- Exercise description -
Could you find every line in the records below that contains the word "each" and copy it?

- Source data -
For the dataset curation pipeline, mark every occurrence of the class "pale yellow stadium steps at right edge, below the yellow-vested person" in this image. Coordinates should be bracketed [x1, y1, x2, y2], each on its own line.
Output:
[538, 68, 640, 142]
---
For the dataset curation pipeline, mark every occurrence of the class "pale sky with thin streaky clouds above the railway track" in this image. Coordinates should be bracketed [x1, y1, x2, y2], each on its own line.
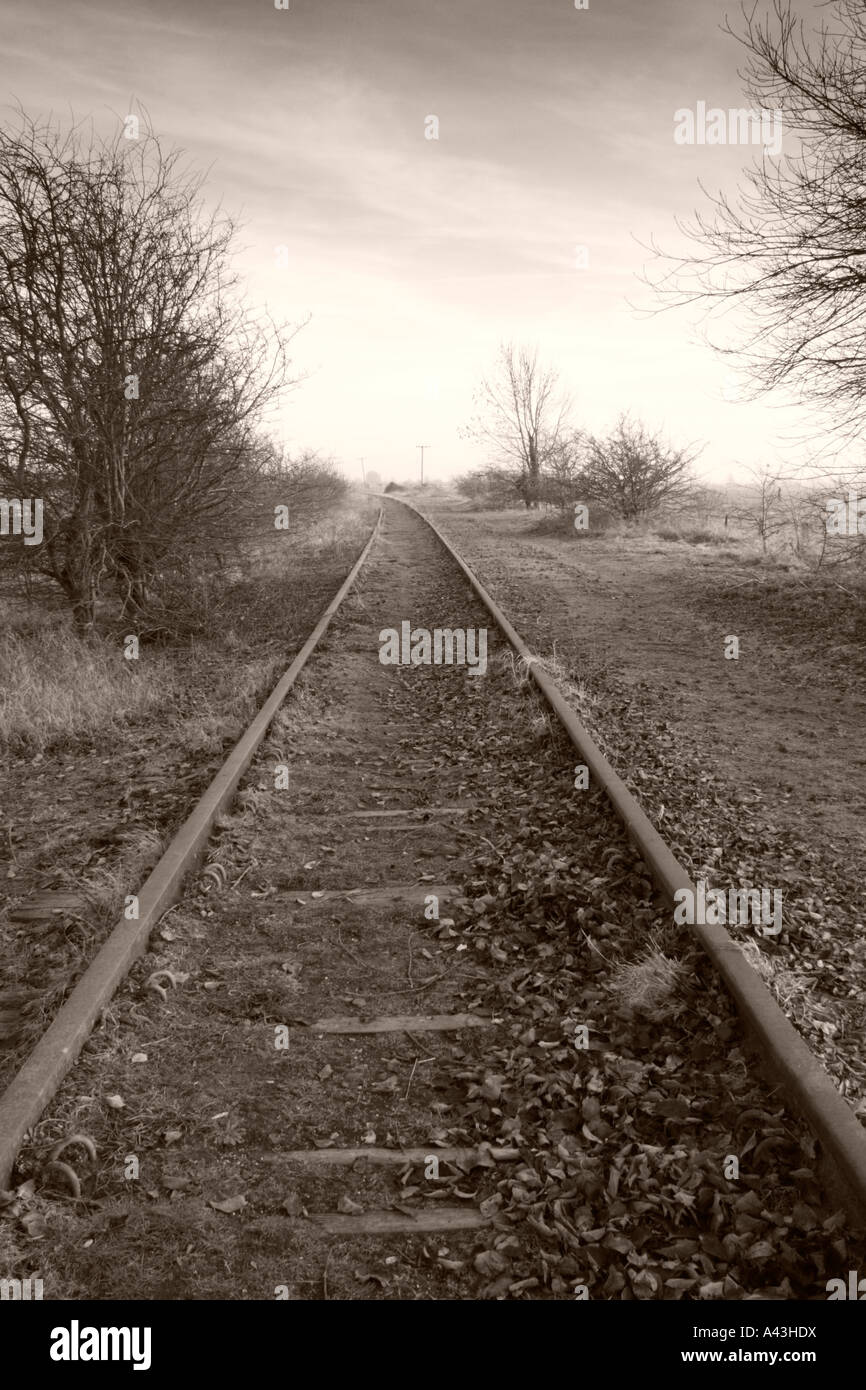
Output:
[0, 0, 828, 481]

- Response area -
For the dataset curation pipeline, mark every occurrence of the class "pale yellow stadium steps at right edge, below the yellow-vested person" in this image. Coordinates should be bracketed [x1, y1, x2, y2], each on its own line.
For the dataset curation pipeline, mark every occurrence of the class "pale sky with thin streaky clouds above the railway track" in this image. Coordinates should be bracketed [x1, y1, x2, y2], each on its own line.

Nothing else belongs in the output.